Task details
Write the material out again exactly as it stands.

Rows from a pointing dataset:
────
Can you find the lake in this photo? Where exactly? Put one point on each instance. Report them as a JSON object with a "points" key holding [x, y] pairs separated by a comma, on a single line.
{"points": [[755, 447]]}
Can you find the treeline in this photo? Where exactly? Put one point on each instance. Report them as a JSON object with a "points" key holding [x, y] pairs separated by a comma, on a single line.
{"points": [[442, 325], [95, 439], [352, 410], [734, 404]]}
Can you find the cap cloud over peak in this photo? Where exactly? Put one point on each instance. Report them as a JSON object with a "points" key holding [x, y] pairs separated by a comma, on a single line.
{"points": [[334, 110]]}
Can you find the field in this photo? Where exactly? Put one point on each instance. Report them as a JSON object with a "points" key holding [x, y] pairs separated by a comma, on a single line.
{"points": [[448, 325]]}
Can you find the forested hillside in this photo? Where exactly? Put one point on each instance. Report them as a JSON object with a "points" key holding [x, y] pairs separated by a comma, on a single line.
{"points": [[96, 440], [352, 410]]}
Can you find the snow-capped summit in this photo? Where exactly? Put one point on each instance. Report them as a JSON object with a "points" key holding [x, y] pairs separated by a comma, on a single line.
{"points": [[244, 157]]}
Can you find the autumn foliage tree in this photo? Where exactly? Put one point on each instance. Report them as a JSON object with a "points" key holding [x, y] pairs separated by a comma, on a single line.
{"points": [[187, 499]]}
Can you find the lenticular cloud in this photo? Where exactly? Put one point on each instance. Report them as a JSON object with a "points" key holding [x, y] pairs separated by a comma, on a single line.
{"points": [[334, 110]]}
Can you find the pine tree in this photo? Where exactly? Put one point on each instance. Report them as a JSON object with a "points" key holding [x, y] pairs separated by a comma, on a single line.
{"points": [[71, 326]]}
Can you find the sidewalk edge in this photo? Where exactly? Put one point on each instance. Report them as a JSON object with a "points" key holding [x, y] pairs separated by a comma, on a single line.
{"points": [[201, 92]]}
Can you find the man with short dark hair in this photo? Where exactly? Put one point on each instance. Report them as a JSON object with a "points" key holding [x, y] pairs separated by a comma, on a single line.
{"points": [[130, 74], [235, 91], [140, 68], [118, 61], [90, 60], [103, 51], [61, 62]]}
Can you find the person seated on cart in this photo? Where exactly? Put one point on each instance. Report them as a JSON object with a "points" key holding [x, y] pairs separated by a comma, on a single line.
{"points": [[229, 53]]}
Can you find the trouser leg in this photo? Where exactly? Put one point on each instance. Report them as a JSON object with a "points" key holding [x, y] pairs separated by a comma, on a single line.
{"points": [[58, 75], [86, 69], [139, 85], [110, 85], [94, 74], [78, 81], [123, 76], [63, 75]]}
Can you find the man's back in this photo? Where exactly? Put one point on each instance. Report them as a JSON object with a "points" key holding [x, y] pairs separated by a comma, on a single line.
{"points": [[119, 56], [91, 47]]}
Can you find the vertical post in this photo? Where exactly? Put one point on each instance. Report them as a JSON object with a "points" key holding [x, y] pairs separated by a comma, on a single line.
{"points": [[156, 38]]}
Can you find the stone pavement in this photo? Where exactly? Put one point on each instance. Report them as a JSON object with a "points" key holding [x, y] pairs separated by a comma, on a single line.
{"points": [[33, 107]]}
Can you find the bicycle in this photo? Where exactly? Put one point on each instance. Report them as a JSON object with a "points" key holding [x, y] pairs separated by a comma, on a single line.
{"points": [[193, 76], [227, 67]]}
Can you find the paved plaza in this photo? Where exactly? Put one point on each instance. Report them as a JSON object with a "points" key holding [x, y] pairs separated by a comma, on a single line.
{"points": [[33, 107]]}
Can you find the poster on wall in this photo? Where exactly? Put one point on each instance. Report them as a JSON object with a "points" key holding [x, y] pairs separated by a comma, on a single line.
────
The reply
Can you find the lake in this photo? Where exactly? Put one point on each instance. Report them as a JSON object with a "points" key holding [x, y] pairs separated by a comma, on a single line.
{"points": [[755, 447]]}
Can you find the treeline in this photo? Where exactly? Put one point on each instance. Report them as a JSON object with a "points" key holding [x, y] pairs separated by a comma, on a single line.
{"points": [[442, 325], [95, 439], [352, 410], [734, 404]]}
Can you find the cap cloud over peak in this photo? Where exactly? Put one point on each instance. Report them as a JSON object with a "points" key holding [x, y] pairs separated by a comma, on a single line.
{"points": [[334, 110]]}
Can you find the field in this photo? Where exactly? Put one point on each instance. Report them as a JSON object with a "points" key holding [x, y] pairs separated by a comma, on a single line.
{"points": [[448, 325]]}
Can you find the forested hillside in this photo? Where exactly? Put one point on each instance. Report them as a JSON object with a "points" key holding [x, y] pairs separated by a comma, on a single line.
{"points": [[96, 440], [352, 410]]}
Can you find the snow-capped summit in this photo? Where exactly? Put one point on each instance. Report them as a JSON object with a "points" key holding [x, y] pairs separated by a comma, on a single line.
{"points": [[244, 157]]}
Can you find the autumn foliage tree in this photo? Where exactly? Put one point on each instance. Report them as a JSON object with a "points" key holding [x, y] pairs separated by a comma, on a single line.
{"points": [[187, 499]]}
Can you find the lenticular cloud in this photo? Where exactly? Put one point on each instance. Report them as a JSON object with a "points" key holding [x, y] pairs separated by a comma, on a single line.
{"points": [[334, 110]]}
Can you find the pine tree in this photo? Where exactly? Put one point on each instance. Report them as a JSON object with a "points" key holding [x, y] pairs separated by a comma, on a single line.
{"points": [[71, 326]]}
Can you find the sidewalk edge in this photo? Where exactly? Put one point on each instance. Report them as a JSON object with a "points" key holding [x, y] pairs separated by a comma, on a single line.
{"points": [[201, 92]]}
Can you find the man with short dark hair in this photo? Where exactly? Put one point on each instance. Report them as a JSON object with a "points" key holding [x, y] pairs separated by a comma, on a single line.
{"points": [[130, 74], [235, 91], [140, 68], [118, 61], [90, 60], [103, 51], [61, 62]]}
Can you find the person seated on cart in this photo? Where exactly? Put one point on each instance. Report them as a JSON object with a "points" key holding [x, y] pairs separated by a comma, on a single line.
{"points": [[229, 53]]}
Can you find the trouser leg in this photo? Where exactly? Put one point on each instance. Report them as a JSON object with a "points" key holding [x, y] pairs separated by a comma, on a single line.
{"points": [[58, 75], [86, 69], [139, 85], [110, 85], [94, 74], [78, 81], [123, 76], [63, 75]]}
Can you find the man's back in this photo? Where exactly? Put one point on each instance. Report them as a JSON object with a "points" key holding [x, y] pairs separated by a comma, on a single line.
{"points": [[119, 56], [91, 47]]}
Can you find the vertical post in this photo? Where exactly? Put one point on each instance. Report them as a JSON object with a "points" key holding [x, y] pairs separated by a comma, on a single line.
{"points": [[156, 38]]}
Can you find the stone pavement in this photo? Where exactly? Put one point on each instance. Report them as a JSON object with a "points" key holding [x, y] pairs separated by a comma, on a single line.
{"points": [[33, 107]]}
Can you find the bicycle in this photo? Where exactly? Put one point on each instance. Report them as a JSON object with a "points" key holding [x, y] pairs separated by a comma, on a single line.
{"points": [[193, 76], [227, 67]]}
Can you find the paved plaza in this photo? Where exactly? Put one point on each instance. Report them as a JSON object with a "points" key holding [x, y] pairs separated by a comma, on a single line.
{"points": [[33, 107]]}
Can you find the poster on wall in this photo? Where exactly? Put one point on each instance. Report them as a JSON object with a "points" key holding [x, y] pairs separated by a comma, on a single line.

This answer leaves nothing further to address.